┌──
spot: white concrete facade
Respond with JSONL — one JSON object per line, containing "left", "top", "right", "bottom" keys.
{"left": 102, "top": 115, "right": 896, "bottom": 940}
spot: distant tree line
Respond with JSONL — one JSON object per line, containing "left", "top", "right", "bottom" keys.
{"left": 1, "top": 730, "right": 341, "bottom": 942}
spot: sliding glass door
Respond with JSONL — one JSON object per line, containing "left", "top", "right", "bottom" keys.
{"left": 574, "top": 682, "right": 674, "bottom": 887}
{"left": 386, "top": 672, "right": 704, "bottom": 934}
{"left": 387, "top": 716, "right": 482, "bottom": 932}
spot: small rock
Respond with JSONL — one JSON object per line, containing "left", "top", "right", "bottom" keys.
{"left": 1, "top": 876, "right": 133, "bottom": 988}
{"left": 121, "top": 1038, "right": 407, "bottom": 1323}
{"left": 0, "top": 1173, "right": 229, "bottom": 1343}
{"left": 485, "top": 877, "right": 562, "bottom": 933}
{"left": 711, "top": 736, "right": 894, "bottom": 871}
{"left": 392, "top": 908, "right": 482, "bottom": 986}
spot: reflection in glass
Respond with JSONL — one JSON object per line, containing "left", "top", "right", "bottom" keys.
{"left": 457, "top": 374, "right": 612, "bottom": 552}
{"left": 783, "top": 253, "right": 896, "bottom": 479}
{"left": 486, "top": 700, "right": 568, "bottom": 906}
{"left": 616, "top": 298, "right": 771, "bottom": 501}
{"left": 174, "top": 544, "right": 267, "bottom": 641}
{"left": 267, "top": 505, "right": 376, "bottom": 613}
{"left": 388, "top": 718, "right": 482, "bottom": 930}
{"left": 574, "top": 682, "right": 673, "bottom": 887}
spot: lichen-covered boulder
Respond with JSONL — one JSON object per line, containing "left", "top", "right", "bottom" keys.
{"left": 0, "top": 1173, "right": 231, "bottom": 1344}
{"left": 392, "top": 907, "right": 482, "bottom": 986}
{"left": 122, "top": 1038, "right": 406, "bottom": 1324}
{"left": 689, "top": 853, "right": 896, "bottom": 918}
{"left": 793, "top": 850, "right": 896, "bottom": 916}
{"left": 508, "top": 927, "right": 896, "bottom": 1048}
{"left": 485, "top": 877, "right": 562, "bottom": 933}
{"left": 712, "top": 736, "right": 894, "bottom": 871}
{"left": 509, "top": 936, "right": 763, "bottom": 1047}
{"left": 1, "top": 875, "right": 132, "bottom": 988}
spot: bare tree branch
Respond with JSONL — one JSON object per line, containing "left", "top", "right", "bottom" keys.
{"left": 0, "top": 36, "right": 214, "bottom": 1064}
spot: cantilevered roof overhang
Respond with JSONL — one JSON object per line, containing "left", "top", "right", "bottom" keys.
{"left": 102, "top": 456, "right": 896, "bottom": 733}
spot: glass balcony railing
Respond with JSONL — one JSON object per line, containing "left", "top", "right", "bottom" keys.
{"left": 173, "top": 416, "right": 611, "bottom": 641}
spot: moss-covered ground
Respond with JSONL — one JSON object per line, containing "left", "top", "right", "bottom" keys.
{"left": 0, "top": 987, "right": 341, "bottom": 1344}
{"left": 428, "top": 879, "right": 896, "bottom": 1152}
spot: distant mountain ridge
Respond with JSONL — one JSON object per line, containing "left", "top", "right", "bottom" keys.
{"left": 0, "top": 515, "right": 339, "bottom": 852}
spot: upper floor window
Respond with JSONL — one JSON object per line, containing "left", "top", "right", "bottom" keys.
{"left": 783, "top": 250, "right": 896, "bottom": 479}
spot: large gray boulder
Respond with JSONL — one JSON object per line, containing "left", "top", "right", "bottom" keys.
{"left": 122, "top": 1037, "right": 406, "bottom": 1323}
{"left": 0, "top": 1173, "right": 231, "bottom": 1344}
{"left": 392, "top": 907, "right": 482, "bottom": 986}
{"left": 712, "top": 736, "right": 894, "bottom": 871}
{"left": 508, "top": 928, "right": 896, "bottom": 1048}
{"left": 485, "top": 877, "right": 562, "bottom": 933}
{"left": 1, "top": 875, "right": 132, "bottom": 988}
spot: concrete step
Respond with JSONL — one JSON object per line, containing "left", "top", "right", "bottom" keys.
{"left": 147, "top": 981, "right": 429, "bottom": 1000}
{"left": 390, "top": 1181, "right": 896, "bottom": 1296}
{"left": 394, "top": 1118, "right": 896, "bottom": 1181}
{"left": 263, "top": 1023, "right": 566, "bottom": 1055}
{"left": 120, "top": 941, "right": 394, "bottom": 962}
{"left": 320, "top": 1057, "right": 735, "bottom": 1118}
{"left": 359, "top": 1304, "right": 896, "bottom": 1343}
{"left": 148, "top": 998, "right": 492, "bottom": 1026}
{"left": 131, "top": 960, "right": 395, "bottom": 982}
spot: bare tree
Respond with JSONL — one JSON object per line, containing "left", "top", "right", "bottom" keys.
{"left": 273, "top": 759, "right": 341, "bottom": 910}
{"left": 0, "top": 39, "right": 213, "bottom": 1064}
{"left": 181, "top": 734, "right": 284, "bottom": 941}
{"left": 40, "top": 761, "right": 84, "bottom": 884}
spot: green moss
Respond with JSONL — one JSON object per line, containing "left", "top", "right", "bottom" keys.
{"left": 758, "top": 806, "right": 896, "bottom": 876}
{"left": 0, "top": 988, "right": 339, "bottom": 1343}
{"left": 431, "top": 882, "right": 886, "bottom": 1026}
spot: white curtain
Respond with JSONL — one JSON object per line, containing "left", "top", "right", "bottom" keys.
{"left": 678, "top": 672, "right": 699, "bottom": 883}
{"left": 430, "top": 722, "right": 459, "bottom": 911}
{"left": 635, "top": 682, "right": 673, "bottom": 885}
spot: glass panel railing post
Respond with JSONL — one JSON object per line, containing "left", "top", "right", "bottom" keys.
└──
> _YOUR GOAL_: Search the entries for the word "railing" and copy every line that holds it.

> _ANSWER TO THIS TASK_:
spot: glass balcony railing
spot: glass panel railing post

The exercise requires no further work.